### Texto extraído:
----------------------------------------

Durante a 80ª Assembleia Geral da ONU, dez países, entre eles, França, Reino Unido, Canadá, Austrália e Portugal, reconheceram nesta semana o Estado palestino, o que elevou para 157 dos 193 Estados integrantes das Nações Unidas o número de nações que manifestam essa posição.
Os países que recém aderiram a esse entendimento argumentam que um Estado palestino só será aceitável se não houver qualquer participação do Hamas, responsável pelos atentados de 7 de outubro de 2023, que desencadearam a atual guerra na Faixa de Gaza, mas Israel e seu principal aliado, os Estados Unidos, alegam que tal reconhecimento recompensa o grupo terrorista e dificulta a libertação dos 48 reféns que seguem retidos no enclave palestino.
Igor Sabino, cientista político e gerente de conteúdo da StandWithUs Brasil, instituição educacional sobre Israel sem fins lucrativos, afirmou em entrevista à Gazeta do Povo que o povo israelense, ao menos neste momento, concorda com a postura do seu governo e do americano sobre o Estado palestino, em grande parte devido ao trauma do 7 de outubro.

----------------------------------------

### Lista de tarefas:
(a) Por favor, reescreva de forma mais breve o parágrafo do texto sobre o Estado palestino que começa com "Durante a 80ª Assembleia Geral", mantendo seus fatos principais.
(b) Repita sem alterações o trecho do texto sobre o Estado palestino que vai de "Os países que" até "no enclave palestino.", inclusive.

### Extrato de dados:
----------------------------------------

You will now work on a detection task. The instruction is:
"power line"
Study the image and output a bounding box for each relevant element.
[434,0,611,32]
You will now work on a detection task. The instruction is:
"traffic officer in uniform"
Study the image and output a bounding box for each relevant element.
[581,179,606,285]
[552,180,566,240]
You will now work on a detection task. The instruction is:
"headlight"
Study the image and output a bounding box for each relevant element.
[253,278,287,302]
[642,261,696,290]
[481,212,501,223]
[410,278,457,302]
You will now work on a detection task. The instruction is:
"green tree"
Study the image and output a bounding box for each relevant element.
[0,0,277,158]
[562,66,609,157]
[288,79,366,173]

----------------------------------------

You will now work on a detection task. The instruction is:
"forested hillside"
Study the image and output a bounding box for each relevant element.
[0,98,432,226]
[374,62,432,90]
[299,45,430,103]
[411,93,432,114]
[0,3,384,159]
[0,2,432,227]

----------------------------------------

### Exercício resolvido:
(a) Na 80ª Assembleia Geral da ONU, dez países reconheceram nesta semana o Estado palestino, entre eles França, Reino Unido, Canadá, Austrália e Portugal. Com isso, chegou a 157 dos 193 membros das Nações Unidas o número de nações com essa posição.

(b)
Os países que recém aderiram a esse entendimento argumentam que um Estado palestino só será aceitável se não houver qualquer participação do Hamas, responsável pelos atentados de 7 de outubro de 2023, que desencadearam a atual guerra na Faixa de Gaza, mas Israel e seu principal aliado, os Estados Unidos, alegam que tal reconhecimento recompensa o grupo terrorista e dificulta a libertação dos 48 reféns que seguem retidos no enclave palestino.